Referring expression data
====================

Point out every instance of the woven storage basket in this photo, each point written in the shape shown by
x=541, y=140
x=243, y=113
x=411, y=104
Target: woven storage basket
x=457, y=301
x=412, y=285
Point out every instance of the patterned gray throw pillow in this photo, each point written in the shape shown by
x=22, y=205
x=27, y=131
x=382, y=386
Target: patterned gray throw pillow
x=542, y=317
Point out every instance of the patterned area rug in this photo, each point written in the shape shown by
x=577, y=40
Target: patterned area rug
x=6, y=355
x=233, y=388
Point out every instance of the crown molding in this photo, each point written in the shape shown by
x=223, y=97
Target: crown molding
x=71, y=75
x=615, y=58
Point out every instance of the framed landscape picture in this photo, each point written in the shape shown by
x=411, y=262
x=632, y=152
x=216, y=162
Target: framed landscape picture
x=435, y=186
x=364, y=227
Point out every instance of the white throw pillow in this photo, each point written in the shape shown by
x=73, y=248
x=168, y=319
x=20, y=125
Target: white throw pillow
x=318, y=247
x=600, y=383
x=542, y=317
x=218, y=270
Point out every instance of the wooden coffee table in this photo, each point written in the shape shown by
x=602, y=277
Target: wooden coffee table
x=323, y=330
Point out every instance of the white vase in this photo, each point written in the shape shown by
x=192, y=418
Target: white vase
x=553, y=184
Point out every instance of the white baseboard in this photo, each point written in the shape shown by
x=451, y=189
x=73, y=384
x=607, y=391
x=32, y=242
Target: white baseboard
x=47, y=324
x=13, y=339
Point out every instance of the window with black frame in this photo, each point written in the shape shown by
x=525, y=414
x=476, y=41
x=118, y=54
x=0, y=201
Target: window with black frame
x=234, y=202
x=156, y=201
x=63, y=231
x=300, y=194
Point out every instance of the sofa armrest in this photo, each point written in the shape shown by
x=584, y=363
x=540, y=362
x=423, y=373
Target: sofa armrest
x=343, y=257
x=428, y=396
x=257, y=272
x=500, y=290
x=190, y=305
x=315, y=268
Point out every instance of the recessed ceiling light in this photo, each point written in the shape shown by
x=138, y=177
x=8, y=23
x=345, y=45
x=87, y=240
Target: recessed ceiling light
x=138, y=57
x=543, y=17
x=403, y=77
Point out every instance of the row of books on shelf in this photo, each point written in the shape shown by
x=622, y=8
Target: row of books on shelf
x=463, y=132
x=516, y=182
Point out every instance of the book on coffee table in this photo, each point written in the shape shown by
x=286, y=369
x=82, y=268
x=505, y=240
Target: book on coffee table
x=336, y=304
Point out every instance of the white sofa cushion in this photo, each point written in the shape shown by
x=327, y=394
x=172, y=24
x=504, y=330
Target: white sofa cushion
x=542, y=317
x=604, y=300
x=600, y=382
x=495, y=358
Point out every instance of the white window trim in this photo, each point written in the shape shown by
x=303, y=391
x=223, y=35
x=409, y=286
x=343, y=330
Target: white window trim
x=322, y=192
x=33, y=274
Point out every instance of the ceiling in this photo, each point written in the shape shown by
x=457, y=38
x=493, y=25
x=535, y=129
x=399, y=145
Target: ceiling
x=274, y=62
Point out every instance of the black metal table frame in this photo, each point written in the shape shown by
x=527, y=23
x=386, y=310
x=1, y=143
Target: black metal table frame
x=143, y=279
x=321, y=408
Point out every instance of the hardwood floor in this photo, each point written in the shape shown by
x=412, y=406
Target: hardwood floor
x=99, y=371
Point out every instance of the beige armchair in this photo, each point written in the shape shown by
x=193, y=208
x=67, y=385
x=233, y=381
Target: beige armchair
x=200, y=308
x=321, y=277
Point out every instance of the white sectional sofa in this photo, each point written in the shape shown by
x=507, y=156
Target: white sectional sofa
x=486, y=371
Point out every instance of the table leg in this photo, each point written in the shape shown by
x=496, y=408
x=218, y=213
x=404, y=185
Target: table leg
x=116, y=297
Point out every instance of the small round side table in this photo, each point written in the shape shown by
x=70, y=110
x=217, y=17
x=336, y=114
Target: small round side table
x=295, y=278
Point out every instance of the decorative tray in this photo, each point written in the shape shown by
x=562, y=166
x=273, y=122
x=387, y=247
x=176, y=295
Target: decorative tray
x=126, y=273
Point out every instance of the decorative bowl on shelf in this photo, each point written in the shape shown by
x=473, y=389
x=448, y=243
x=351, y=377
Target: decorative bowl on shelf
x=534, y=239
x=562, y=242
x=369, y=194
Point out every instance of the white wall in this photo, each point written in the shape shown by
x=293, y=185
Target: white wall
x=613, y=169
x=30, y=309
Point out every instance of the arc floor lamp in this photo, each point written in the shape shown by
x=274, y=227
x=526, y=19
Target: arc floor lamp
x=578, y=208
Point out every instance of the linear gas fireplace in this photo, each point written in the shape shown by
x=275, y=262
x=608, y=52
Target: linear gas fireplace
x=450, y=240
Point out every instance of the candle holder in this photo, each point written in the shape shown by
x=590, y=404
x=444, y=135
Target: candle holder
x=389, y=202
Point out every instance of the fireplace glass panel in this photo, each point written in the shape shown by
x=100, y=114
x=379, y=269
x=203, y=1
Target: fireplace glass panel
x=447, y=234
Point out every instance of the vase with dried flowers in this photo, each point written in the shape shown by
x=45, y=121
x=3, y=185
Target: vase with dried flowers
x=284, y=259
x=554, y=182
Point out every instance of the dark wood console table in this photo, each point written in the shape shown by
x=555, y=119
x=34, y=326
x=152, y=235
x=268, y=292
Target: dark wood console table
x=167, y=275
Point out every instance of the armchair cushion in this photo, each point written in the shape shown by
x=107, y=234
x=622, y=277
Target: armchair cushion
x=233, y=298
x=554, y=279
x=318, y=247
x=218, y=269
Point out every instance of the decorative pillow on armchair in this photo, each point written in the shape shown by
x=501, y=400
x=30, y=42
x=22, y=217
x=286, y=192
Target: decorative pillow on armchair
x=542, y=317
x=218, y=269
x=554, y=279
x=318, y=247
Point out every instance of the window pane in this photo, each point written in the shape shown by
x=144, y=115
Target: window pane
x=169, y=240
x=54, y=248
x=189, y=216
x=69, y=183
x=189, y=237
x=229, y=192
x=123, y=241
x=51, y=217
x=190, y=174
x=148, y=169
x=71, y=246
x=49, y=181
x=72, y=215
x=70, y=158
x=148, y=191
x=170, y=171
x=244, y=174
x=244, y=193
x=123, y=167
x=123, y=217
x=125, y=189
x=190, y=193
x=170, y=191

====================

- [Work instruction] Copy out the lines above exactly, beginning at the one that contains "x=541, y=140" and ending at the one that contains "x=577, y=40".

- [Written answer]
x=541, y=140
x=243, y=113
x=411, y=104
Target: woven storage basket
x=457, y=301
x=412, y=285
Point out every instance of the patterned gray throw pillow in this photo, each point written in the shape shown by
x=22, y=205
x=27, y=131
x=382, y=386
Target: patterned gray throw pillow
x=542, y=317
Point out every instance of the patterned area rug in this photo, each point written in the shape shown by
x=577, y=40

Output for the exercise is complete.